-- SUPPLIED MATERIAL --
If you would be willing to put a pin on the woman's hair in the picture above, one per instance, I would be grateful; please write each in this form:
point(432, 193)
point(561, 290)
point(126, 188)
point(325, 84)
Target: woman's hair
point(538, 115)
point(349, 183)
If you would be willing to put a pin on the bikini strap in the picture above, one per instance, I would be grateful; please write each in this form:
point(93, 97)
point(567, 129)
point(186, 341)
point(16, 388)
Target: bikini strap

-- ACTIVITY --
Up to and including the line with "point(16, 388)", please return the records exactly, beginning from their first line.

-- RESULT FOR THIS EXERCISE --
If you would be willing to put a pin on the woman's hair in the picture above, one per instance, I would be grateful; please write each in this form:
point(432, 193)
point(561, 290)
point(126, 188)
point(325, 84)
Target: woman's hair
point(538, 115)
point(349, 183)
If you would be willing to put a pin on the bikini strap in the picture above, one per instance, I would be grateful; please write each in this form:
point(93, 97)
point(567, 129)
point(186, 341)
point(16, 388)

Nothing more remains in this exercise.